> [Assignment] Would you output the entries below only from the line containing "Target: black wing" through the line containing "of the bare", exactly as they stand and with both ends included?

(Beginning of Extracted data)

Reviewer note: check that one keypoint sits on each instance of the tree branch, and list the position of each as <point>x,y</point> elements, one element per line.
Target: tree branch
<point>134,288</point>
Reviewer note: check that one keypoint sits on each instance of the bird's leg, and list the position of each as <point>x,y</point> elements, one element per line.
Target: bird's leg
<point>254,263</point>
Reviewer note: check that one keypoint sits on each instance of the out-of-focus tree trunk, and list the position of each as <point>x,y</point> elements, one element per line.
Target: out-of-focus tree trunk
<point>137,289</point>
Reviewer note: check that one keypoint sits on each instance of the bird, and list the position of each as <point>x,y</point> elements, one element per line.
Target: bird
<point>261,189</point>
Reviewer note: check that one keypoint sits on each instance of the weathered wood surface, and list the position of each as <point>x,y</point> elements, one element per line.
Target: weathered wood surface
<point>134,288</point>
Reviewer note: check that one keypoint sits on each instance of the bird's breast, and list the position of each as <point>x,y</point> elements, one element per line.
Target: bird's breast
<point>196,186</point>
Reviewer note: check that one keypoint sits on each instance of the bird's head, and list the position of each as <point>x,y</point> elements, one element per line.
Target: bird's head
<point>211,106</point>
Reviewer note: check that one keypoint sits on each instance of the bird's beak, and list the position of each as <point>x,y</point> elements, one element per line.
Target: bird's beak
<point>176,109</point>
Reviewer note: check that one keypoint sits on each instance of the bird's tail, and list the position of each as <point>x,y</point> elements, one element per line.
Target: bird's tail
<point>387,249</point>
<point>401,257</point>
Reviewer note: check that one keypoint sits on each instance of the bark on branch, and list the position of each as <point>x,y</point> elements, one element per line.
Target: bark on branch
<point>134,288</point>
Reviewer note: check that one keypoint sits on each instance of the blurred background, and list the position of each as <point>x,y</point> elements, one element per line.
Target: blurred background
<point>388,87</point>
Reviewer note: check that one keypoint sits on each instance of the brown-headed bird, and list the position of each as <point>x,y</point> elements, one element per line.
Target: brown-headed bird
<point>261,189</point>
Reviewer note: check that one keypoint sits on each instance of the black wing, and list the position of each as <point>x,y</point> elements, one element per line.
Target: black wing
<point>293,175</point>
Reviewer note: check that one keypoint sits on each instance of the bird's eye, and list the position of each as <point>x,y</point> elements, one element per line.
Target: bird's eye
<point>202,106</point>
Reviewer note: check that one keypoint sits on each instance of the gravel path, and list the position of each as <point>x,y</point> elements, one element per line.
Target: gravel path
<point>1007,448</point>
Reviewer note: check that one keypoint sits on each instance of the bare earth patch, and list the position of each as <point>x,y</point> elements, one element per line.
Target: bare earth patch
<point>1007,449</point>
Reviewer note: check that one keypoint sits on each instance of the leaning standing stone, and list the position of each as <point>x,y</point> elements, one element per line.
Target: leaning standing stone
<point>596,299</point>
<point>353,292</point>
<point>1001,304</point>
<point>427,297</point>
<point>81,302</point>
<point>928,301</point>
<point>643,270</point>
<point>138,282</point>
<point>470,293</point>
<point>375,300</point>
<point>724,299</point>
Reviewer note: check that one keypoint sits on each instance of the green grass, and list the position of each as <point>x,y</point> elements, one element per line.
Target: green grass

(End of Extracted data)

> [Response for this exercise]
Target: black wing
<point>293,175</point>
Reviewer note: check that one keypoint sits on each instance of the bird's eye, and list the position of each as <point>x,y</point> elements, one element per line.
Target: bird's eye
<point>202,106</point>
Reviewer note: check that one keypoint sits on each instance of the gravel path, and list the position of each as <point>x,y</point> elements, one element per line.
Target: gravel path
<point>1007,448</point>
Reviewer note: check that one keypoint sits on each instance of the bare earth patch, and list the position of each as <point>x,y</point> elements, one element per line.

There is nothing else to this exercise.